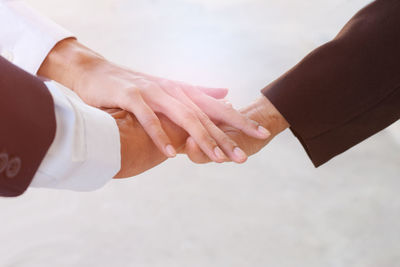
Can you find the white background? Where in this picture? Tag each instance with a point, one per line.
(276, 210)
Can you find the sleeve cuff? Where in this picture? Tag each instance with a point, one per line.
(86, 153)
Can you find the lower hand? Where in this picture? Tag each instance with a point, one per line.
(101, 83)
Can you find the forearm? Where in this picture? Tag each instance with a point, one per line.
(68, 62)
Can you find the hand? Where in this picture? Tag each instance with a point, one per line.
(263, 111)
(101, 83)
(138, 151)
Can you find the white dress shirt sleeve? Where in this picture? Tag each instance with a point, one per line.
(26, 37)
(85, 153)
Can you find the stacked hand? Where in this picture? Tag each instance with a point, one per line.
(153, 112)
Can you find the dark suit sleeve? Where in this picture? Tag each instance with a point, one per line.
(348, 89)
(27, 127)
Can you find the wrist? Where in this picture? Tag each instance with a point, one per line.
(265, 113)
(68, 62)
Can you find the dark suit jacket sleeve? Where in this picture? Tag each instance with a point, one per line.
(348, 89)
(27, 127)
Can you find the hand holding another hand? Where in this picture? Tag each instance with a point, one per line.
(101, 83)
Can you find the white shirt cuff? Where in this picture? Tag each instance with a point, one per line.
(85, 153)
(26, 37)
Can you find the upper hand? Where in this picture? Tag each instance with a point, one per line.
(263, 111)
(101, 83)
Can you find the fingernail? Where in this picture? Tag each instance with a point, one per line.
(240, 154)
(170, 151)
(263, 132)
(220, 155)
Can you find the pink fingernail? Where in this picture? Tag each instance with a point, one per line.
(240, 154)
(170, 151)
(264, 133)
(218, 152)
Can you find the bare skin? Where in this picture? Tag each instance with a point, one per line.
(195, 109)
(139, 153)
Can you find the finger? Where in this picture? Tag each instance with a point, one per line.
(187, 119)
(224, 112)
(195, 153)
(217, 93)
(230, 148)
(151, 124)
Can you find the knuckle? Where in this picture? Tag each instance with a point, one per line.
(151, 122)
(189, 116)
(226, 140)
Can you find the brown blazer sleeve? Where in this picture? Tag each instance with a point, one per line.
(27, 127)
(348, 89)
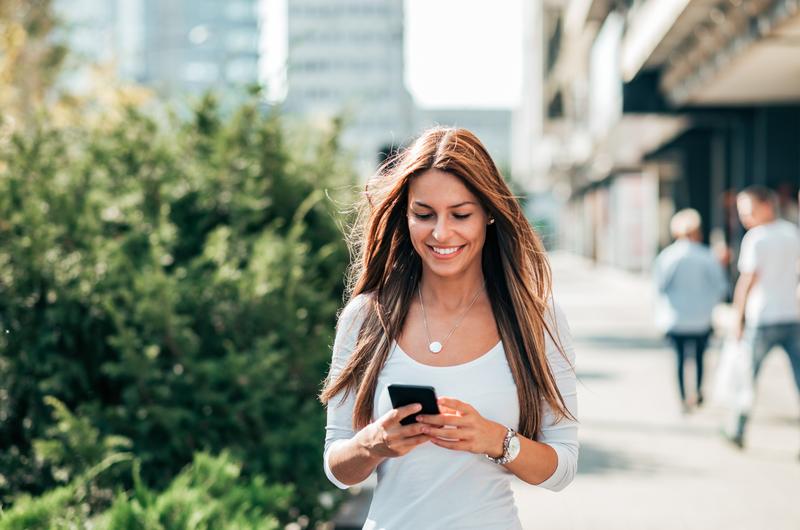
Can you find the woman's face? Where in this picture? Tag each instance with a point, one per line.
(446, 222)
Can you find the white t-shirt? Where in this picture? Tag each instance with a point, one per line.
(435, 488)
(772, 252)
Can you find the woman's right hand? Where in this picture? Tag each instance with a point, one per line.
(387, 438)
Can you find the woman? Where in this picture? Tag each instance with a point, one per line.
(451, 289)
(690, 282)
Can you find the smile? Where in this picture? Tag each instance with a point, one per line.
(446, 252)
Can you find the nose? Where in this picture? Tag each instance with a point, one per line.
(441, 231)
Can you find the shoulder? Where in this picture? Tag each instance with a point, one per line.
(789, 229)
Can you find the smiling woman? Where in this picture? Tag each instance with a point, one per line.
(451, 290)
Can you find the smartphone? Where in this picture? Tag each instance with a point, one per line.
(402, 395)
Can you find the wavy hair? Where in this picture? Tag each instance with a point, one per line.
(387, 268)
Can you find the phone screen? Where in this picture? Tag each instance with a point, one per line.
(402, 395)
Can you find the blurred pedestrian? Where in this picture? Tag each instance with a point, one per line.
(452, 290)
(690, 282)
(764, 299)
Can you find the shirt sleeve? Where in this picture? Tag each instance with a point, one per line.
(562, 436)
(748, 253)
(339, 424)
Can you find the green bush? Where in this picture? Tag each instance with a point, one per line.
(208, 494)
(175, 283)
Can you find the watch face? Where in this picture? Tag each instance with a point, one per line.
(513, 447)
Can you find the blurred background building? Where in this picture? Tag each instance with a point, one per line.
(633, 109)
(175, 47)
(346, 58)
(326, 60)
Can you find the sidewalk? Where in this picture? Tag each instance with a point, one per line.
(643, 464)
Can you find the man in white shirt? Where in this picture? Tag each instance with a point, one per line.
(764, 297)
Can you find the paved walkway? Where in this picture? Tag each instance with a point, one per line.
(643, 464)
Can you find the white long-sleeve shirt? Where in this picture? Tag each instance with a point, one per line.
(435, 488)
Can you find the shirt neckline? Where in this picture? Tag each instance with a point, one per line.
(476, 360)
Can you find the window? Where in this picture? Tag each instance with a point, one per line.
(200, 72)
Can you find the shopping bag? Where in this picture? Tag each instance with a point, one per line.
(733, 379)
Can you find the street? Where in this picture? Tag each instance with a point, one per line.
(643, 464)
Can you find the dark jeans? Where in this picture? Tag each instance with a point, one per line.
(761, 339)
(698, 342)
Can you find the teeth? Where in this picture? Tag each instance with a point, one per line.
(445, 251)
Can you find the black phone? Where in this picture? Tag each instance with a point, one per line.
(402, 395)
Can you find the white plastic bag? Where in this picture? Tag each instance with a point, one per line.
(733, 379)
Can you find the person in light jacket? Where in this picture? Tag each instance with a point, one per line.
(690, 282)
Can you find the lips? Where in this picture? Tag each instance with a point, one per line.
(445, 252)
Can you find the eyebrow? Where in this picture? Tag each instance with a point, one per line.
(418, 203)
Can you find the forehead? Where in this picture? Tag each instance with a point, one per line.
(436, 186)
(744, 202)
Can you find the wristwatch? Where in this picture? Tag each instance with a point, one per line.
(510, 448)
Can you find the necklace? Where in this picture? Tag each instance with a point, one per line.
(435, 346)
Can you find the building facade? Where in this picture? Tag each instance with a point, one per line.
(674, 104)
(176, 47)
(346, 59)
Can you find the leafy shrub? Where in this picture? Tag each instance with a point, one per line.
(175, 283)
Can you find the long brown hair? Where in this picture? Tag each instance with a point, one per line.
(387, 268)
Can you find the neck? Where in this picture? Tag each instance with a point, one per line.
(451, 293)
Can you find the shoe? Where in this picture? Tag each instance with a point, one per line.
(737, 440)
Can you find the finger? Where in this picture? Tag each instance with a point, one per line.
(442, 419)
(455, 404)
(455, 446)
(449, 434)
(408, 431)
(396, 415)
(410, 443)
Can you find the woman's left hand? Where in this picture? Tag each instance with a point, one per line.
(460, 427)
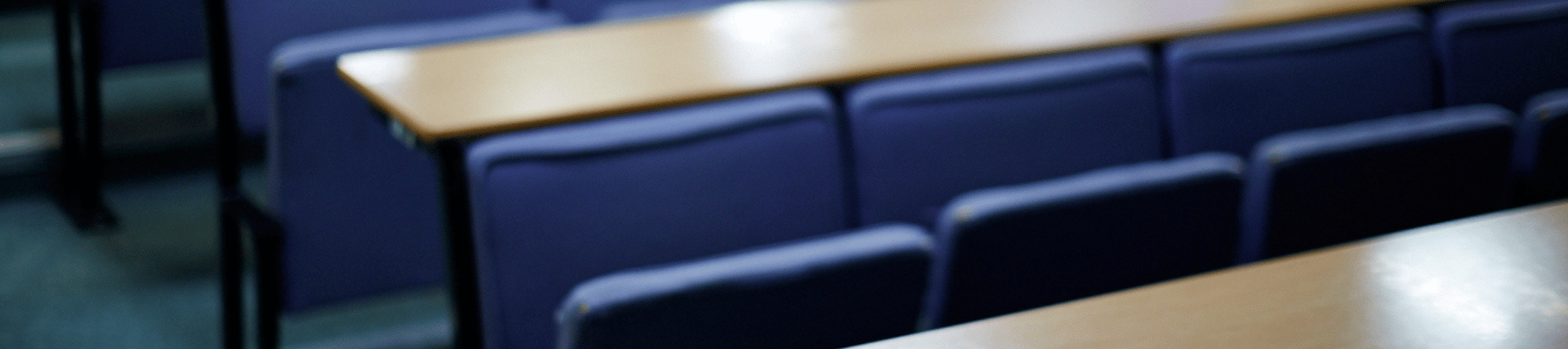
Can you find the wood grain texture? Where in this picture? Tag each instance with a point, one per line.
(518, 82)
(1496, 280)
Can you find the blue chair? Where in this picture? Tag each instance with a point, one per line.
(359, 213)
(584, 11)
(560, 205)
(823, 293)
(1325, 186)
(1501, 51)
(1542, 150)
(1232, 90)
(1012, 248)
(922, 139)
(257, 27)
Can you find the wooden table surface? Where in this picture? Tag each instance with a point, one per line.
(528, 81)
(1498, 280)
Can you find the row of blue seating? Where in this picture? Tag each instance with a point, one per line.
(908, 143)
(560, 205)
(687, 183)
(1017, 247)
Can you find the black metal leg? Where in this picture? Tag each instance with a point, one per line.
(460, 246)
(220, 63)
(78, 186)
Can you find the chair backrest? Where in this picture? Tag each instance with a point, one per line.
(361, 213)
(560, 205)
(922, 139)
(1501, 51)
(825, 293)
(137, 32)
(259, 25)
(1230, 90)
(1012, 248)
(1542, 150)
(1325, 186)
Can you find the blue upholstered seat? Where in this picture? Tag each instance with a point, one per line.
(361, 213)
(257, 27)
(922, 139)
(1230, 90)
(1334, 185)
(1501, 51)
(1542, 153)
(825, 293)
(584, 11)
(1012, 248)
(560, 205)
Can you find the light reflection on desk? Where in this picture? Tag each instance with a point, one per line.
(1498, 280)
(1486, 288)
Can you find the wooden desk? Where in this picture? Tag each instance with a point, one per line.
(1498, 280)
(519, 82)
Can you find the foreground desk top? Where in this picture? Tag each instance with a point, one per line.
(1490, 282)
(569, 74)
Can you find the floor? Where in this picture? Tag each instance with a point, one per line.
(153, 282)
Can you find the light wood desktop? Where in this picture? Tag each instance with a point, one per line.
(1496, 280)
(518, 82)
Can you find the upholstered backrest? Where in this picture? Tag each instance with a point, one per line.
(1325, 186)
(560, 205)
(823, 293)
(1501, 51)
(1012, 248)
(1230, 90)
(259, 25)
(137, 32)
(922, 139)
(1542, 153)
(361, 213)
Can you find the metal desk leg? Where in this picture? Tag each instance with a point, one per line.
(460, 246)
(78, 183)
(228, 131)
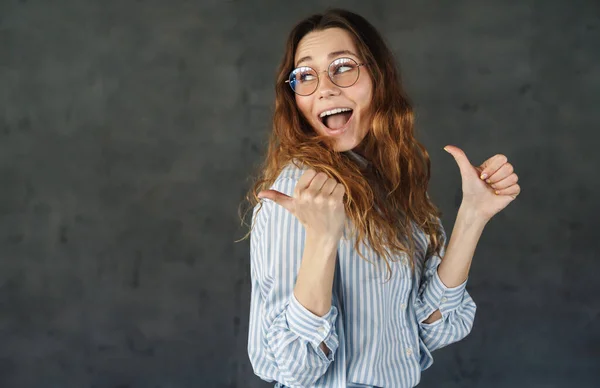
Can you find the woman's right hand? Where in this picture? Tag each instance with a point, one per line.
(318, 203)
* * * *
Given problem:
Please recast the records above as a Markdown table with columns Row and Line, starting with the line that contains "Can you find the light wood" and going on through the end of the records. Leave out the pictures and any blank lines.

The answer:
| Row | Line |
|---|---|
| 1 | Can you find the light wood desktop? Where in this picture? Tag each instance with a point, one per line. |
| 2 | (1496, 280) |
| 3 | (518, 82) |
| 4 | Can you find the upholstered backrest? Where in this picture? Tag each instance with a point, one per line. |
| 5 | (1325, 186) |
| 6 | (560, 205) |
| 7 | (823, 293) |
| 8 | (1501, 51) |
| 9 | (1012, 248) |
| 10 | (1230, 90) |
| 11 | (259, 25) |
| 12 | (137, 32) |
| 13 | (922, 139) |
| 14 | (1542, 153) |
| 15 | (361, 213) |
| 16 | Can you find the metal desk leg? Where in this picture? Tag each instance with a point, one per line. |
| 17 | (460, 246) |
| 18 | (78, 183) |
| 19 | (228, 131) |
| 20 | Can you find the woman's right hand? Where in this picture? Tag each instance with a point, one per line. |
| 21 | (318, 203) |